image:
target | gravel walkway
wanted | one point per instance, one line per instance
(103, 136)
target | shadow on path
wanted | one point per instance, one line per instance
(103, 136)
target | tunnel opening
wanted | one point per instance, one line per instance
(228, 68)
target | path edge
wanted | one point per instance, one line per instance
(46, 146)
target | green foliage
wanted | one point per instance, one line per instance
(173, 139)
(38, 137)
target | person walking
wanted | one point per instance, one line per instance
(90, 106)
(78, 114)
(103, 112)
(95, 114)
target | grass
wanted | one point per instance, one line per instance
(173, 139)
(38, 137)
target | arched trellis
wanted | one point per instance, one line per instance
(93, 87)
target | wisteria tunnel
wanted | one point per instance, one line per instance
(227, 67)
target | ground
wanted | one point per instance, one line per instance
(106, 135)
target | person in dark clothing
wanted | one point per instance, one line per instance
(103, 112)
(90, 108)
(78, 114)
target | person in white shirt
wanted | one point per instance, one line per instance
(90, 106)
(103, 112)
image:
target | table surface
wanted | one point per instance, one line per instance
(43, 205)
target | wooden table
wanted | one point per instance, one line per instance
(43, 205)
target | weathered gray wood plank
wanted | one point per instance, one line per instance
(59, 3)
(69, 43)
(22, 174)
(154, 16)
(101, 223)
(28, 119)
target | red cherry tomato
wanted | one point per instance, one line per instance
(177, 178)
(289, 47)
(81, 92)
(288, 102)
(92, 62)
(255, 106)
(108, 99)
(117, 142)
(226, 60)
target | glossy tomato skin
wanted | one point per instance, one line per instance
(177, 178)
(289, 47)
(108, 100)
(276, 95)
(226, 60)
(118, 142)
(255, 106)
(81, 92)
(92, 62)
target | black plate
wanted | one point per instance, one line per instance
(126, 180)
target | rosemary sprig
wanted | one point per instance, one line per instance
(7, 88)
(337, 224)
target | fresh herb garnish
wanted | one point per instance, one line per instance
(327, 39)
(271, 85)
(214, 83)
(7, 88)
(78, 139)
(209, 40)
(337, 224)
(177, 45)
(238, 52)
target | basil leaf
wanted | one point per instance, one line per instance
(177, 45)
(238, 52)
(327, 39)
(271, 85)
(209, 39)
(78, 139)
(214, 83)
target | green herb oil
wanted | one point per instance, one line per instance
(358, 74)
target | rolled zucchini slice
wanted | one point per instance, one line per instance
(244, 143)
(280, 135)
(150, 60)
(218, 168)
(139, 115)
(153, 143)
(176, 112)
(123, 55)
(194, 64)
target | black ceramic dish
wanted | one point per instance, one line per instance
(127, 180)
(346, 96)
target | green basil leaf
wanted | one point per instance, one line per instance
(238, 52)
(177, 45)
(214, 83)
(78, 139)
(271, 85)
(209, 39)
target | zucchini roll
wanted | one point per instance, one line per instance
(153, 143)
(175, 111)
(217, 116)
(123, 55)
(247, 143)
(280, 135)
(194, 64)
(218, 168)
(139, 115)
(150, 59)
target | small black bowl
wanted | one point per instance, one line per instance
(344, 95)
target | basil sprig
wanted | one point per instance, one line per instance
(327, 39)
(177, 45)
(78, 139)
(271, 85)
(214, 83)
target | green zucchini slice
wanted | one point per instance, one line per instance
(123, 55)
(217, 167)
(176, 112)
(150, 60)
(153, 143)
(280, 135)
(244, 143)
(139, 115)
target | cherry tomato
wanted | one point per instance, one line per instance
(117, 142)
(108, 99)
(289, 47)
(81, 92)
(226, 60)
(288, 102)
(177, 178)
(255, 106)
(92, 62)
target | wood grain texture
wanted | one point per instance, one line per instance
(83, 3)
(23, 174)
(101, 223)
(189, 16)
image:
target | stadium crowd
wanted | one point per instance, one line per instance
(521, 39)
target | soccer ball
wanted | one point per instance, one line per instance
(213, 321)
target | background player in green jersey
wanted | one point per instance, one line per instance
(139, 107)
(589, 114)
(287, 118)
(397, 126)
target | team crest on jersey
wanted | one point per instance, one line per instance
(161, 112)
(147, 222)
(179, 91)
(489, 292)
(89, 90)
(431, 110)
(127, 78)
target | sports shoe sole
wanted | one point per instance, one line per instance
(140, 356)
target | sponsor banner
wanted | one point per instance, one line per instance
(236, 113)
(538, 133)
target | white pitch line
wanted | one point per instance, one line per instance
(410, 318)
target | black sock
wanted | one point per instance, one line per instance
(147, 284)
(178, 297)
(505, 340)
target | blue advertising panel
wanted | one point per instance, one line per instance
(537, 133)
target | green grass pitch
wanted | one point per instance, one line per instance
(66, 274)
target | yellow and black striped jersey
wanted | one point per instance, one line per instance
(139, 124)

════════

> _Work order_
Please return the whole listing, line for line, exactly.

> _Response to the task_
image:
target | gravel walkway
wanted | one point per instance, one line per instance
(103, 136)
target | shadow on path
wanted | one point per instance, one line per instance
(103, 136)
target | tunnel opening
wanted | one point per instance, one line per instance
(228, 68)
target | path edge
wanted | one point per instance, one line per instance
(46, 146)
target | green foliage
wanted | one point per instance, one line per instance
(173, 139)
(38, 137)
target | person walking
wanted | one point per instance, one line per instance
(90, 106)
(78, 114)
(103, 112)
(95, 114)
target | grass
wanted | one point per instance, one line per instance
(173, 139)
(38, 137)
target | arched trellis
wanted | one point per instance, one line per instance
(93, 87)
target | wisteria tunnel
wanted | one point per instance, one line per instance
(227, 67)
target | ground
wanted | one point per instance, one line per instance
(106, 135)
target | person in dark clothing
wanted | one point per instance, one line per instance
(103, 112)
(90, 108)
(78, 114)
target | person in white shirt
wanted | one point per instance, one line per instance
(90, 106)
(103, 112)
image:
target | table surface
wanted | one point per instance, one line per instance
(43, 205)
target | wooden table
wanted | one point per instance, one line per instance
(43, 205)
target | weathered gray wood plank
wanted | one point per instance, one line per instance
(59, 3)
(69, 43)
(22, 174)
(154, 16)
(101, 223)
(28, 119)
target | red cherry tomato
wanted | one point per instance, one line per instance
(177, 178)
(289, 47)
(81, 92)
(288, 102)
(92, 62)
(255, 106)
(108, 99)
(117, 142)
(226, 60)
target | glossy tomato skin
wanted | one point per instance, one line per instance
(177, 178)
(289, 47)
(108, 100)
(276, 95)
(226, 60)
(118, 142)
(255, 106)
(81, 92)
(92, 62)
target | black plate
wanted | one point per instance, one line per instance
(126, 180)
target | rosemary sprig
wanted | one point per instance, one line per instance
(7, 88)
(337, 224)
target | fresh herb garnish
wanted | one point per instance, one line per instance
(327, 39)
(271, 85)
(214, 83)
(7, 88)
(78, 139)
(209, 40)
(337, 224)
(177, 45)
(238, 52)
target | basil leaf
wanted | one point per instance, one line per instance
(177, 45)
(238, 52)
(327, 39)
(271, 85)
(209, 39)
(78, 139)
(214, 83)
target | green herb oil
wanted | one point per instance, one line per instance
(358, 74)
target | rolled zucchini slice
wanted | one point per instance, one line per instance
(244, 143)
(280, 135)
(150, 60)
(218, 168)
(139, 115)
(153, 143)
(176, 112)
(123, 55)
(194, 64)
target | black ceramic dish
wanted | one point per instance, one line per instance
(127, 180)
(346, 96)
target | green basil leaf
wanted | one point per instance, one line per instance
(238, 52)
(177, 45)
(214, 83)
(78, 139)
(271, 85)
(209, 39)
target | zucchini roll
wanted | one point per instance, one line per instance
(153, 143)
(175, 111)
(217, 116)
(123, 55)
(247, 143)
(280, 135)
(194, 64)
(218, 168)
(139, 115)
(150, 59)
target | small black bowl
wanted | one point per instance, one line per instance
(344, 95)
target | basil sprig
wanted | one point per instance, one line per instance
(327, 39)
(177, 45)
(78, 139)
(271, 85)
(214, 83)
target | green zucchini slice
wanted | one point per instance, one line per instance
(123, 55)
(217, 167)
(176, 112)
(150, 60)
(153, 143)
(280, 135)
(244, 143)
(139, 115)
target | cherry tomato
wanted | one point per instance, one line per instance
(117, 142)
(108, 99)
(289, 47)
(81, 92)
(226, 60)
(288, 102)
(177, 178)
(255, 106)
(92, 62)
target | wood grain texture
wanted | one point per instance, one line per instance
(83, 3)
(23, 174)
(101, 223)
(189, 16)
image:
target | stadium crowd
wanted | one point per instance, one line per instance
(521, 39)
target | soccer ball
wanted | one point per instance, one line per instance
(213, 321)
target | background player in green jersey
wanted | one point per instance, one line per instance
(139, 107)
(589, 114)
(287, 118)
(397, 126)
target | team crest on jersey
wanted | one point per instance, one line per instance
(161, 112)
(147, 222)
(179, 91)
(489, 292)
(89, 90)
(431, 110)
(127, 78)
target | sports shoe sole
wanted | one point per instance, one line per instance
(140, 356)
target | sponsor banner
wanted | one point per instance, one line per instance
(236, 113)
(538, 133)
target | white pitch line
wanted | one point per instance, one line per instance
(410, 318)
target | black sock
wanted | one point per instance, one line per instance
(147, 284)
(178, 297)
(505, 340)
target | blue advertising panel
wanted | one point per instance, one line per instance
(537, 133)
target | green grass pitch
wanted | one point per instance, one line per instance
(66, 274)
target | yellow and black striped jersey
wanted | one point per instance, one line per instance
(139, 124)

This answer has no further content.